_TASK INSTRUCTIONS:_ Copy the data that follows, character for character, minus the pictures.

_DATA FOR THIS EXERCISE:_
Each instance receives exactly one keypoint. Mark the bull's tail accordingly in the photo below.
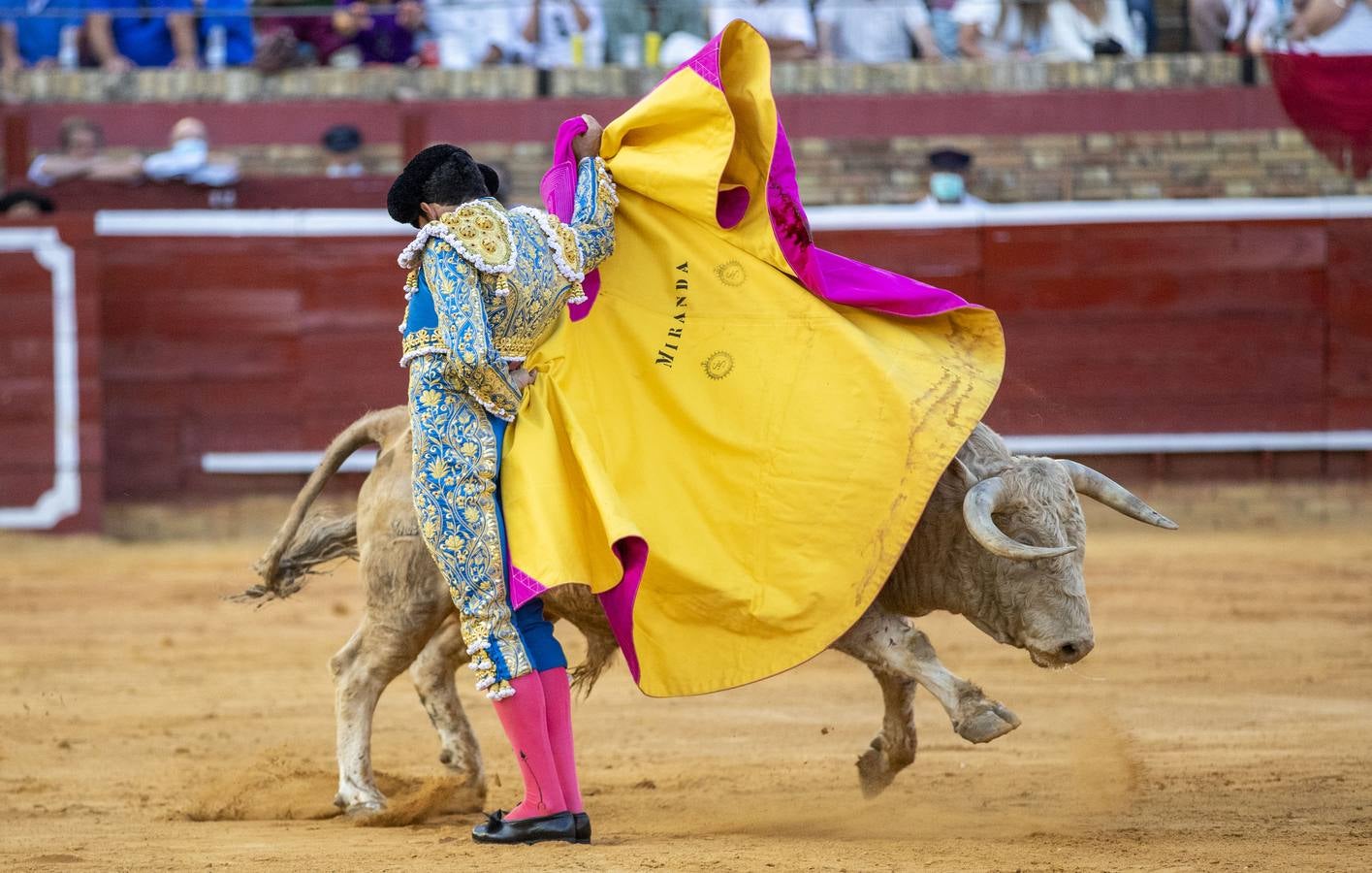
(294, 553)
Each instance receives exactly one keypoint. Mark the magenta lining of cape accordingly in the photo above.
(830, 276)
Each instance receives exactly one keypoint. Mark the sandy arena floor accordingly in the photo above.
(1222, 724)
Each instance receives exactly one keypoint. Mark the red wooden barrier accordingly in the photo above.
(260, 343)
(33, 371)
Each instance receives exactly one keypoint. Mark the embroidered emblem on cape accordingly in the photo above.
(718, 366)
(731, 274)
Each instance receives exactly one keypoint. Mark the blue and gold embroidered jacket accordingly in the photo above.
(486, 284)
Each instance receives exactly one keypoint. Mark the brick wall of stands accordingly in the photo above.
(255, 343)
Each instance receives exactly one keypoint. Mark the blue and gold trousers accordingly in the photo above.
(457, 460)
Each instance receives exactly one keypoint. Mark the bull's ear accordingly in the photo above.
(1098, 486)
(964, 472)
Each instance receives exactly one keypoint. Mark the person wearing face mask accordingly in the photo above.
(191, 159)
(948, 180)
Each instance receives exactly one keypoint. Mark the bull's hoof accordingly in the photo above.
(359, 803)
(988, 720)
(877, 767)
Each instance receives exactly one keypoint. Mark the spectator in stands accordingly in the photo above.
(1332, 28)
(786, 25)
(1085, 29)
(471, 33)
(561, 33)
(875, 30)
(1245, 25)
(225, 33)
(22, 205)
(948, 180)
(81, 157)
(162, 33)
(40, 33)
(297, 40)
(996, 29)
(944, 26)
(373, 37)
(343, 145)
(189, 158)
(628, 22)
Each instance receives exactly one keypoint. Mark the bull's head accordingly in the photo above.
(1027, 519)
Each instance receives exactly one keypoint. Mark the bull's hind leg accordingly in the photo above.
(384, 644)
(432, 677)
(888, 642)
(893, 748)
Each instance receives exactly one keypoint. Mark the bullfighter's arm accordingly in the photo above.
(472, 363)
(592, 215)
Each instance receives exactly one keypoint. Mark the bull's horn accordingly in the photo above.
(1101, 488)
(964, 471)
(977, 506)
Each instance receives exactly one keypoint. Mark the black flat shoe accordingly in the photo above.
(584, 826)
(560, 826)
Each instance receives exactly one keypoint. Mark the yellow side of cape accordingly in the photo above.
(773, 449)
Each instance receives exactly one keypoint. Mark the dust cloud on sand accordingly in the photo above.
(1220, 724)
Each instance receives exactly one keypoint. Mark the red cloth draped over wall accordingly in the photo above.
(1329, 98)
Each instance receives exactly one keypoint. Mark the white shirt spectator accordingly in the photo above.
(1073, 36)
(872, 30)
(556, 30)
(1351, 36)
(777, 19)
(1002, 28)
(468, 30)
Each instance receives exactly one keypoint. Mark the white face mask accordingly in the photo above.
(947, 187)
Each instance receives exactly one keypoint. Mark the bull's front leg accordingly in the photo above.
(889, 644)
(893, 748)
(432, 677)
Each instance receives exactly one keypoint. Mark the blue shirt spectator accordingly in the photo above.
(36, 29)
(144, 33)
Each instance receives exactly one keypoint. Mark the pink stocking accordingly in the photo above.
(558, 700)
(525, 720)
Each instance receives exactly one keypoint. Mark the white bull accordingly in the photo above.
(1001, 542)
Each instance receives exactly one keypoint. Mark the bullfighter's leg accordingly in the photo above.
(380, 650)
(893, 748)
(432, 677)
(888, 642)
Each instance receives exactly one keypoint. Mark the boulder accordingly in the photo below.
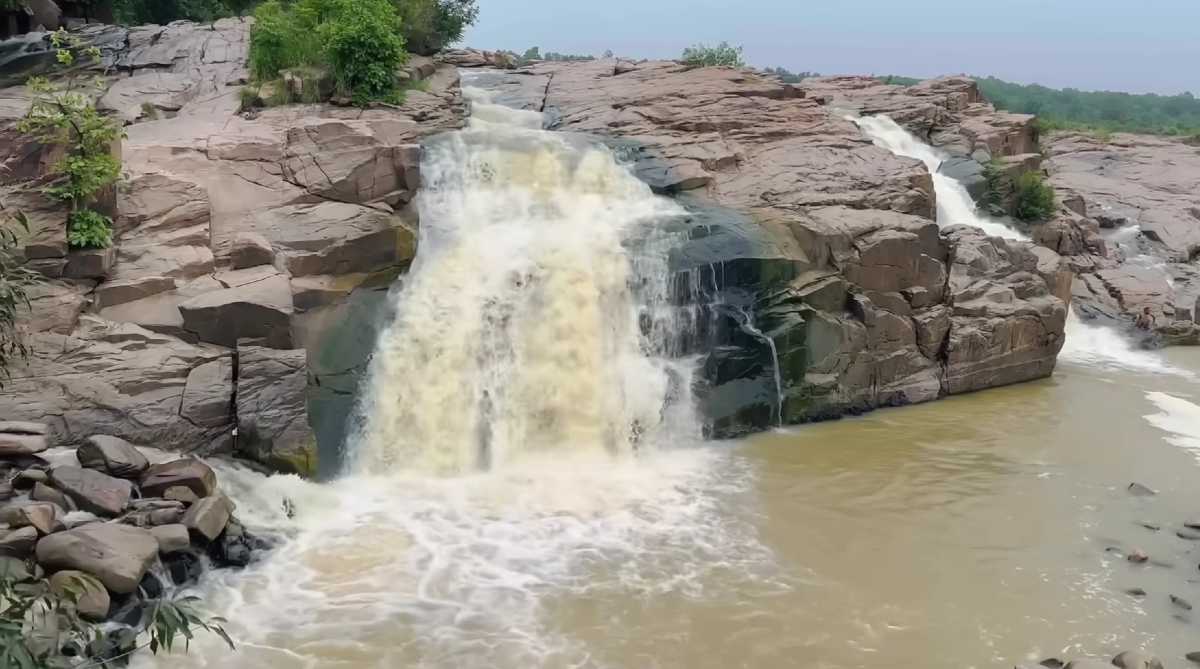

_CORRECT OUTPUT:_
Each instance receives exactly one keypoint. Mark the bull's tail accordingly in the photo below.
(294, 553)
Each instance receives exactly one keypoint. Mark the magenta lining of cape accordingly in the photo above.
(830, 276)
Each instance receives exactly one keypoint. Mark the sandy arena floor accordingly in the photo above.
(1222, 724)
Each instance receives exactly one keypoint. Mark the red wooden barrier accordingly in the photo above.
(260, 343)
(33, 371)
Each instance receives exactly one keypoint. Mark the embroidered emblem on cape accordingly in the photo above.
(718, 366)
(731, 274)
Each instance receives exactly one keypoint. Mark the blue and gold embroidered jacket accordingly in the photo above.
(486, 284)
Each instance receives exactly one keypoint. Mark the brick wall of stands accordingly in the photo above.
(255, 343)
Each instance receives exactly one keypoint. Mark the blue and gold trousers accordingly in the photo above.
(457, 460)
Each instance receives exactly one keypoint. Mark the bull's ear accordingly in the photo above.
(1098, 486)
(964, 472)
Each instance receives exactly one keypoint. Mark the person wearing face mask accordingly in the photo above.
(191, 159)
(948, 180)
Each instance receives exactly one keypoint. Mark the bull's hoof accordingly in the photo above.
(359, 803)
(988, 720)
(877, 767)
Each instance receives exactly one keypoint. Mark the spectator in stands accordingly in the photo above.
(1332, 28)
(786, 25)
(1085, 29)
(471, 33)
(561, 33)
(875, 30)
(1245, 25)
(225, 33)
(22, 205)
(948, 180)
(81, 157)
(162, 33)
(40, 33)
(297, 40)
(996, 29)
(944, 26)
(373, 37)
(343, 145)
(189, 158)
(628, 22)
Each instance receives exactly one keypoint. Mark the bull's head accordingly in the photo above.
(1027, 519)
Each instance receives exactly one keypoint. Mark the bull's hind leg accordingly in the photo above.
(384, 644)
(432, 677)
(888, 642)
(893, 748)
Each instance receives exactly one keypoint. Mark the bullfighter's arm accordingly in the photo above.
(472, 363)
(592, 215)
Each instance receives exactly one keypoint. Mark the bull's horn accordingly in the photo above.
(1101, 488)
(964, 471)
(977, 506)
Each instance receives exactly one keypoint. Mark the black flat shoe accordingly in the photo above.
(584, 826)
(560, 826)
Each instance receives exactly one keypoint. Mark the yellow side of cape accordingly in the photo above.
(773, 449)
Each instance receives exactly one keypoint. Mark the dust cloud on sand accordingly in the photo above.
(1220, 724)
Each instance receives exactly one keypoint. Mark the red cloth draped over wall accordingly in the photo above.
(1329, 98)
Each instance receives exactly one keypoint. Mark the white shirt spectator accordingly in the photo above.
(1073, 36)
(872, 30)
(556, 30)
(1351, 36)
(777, 19)
(1002, 28)
(468, 30)
Each instance receives exactly one keypoint. Mark the white face mask accordingly in the photo above.
(947, 187)
Each instance receives exactly one keypoint. Mark the bull's front leg accordingly in the photo above.
(889, 644)
(893, 748)
(432, 677)
Each instance receives exactly one keypoint. Mark the blue shirt spectator accordingly in the photo above.
(36, 29)
(144, 33)
Each instance receives exactly one keypoint. Mark the pink stocking accordingly in the photo above.
(558, 700)
(525, 720)
Each instance receives exactly one keypoint. Mark the white bull accordingly in the photo above.
(1001, 542)
Each instance receives exactly one keypoint. Mark the bullfighter's leg accordingly in the photo above.
(380, 650)
(893, 748)
(432, 677)
(888, 642)
Each instance receives exactly one keypoint. Mark the boulder accordingly in the photo below.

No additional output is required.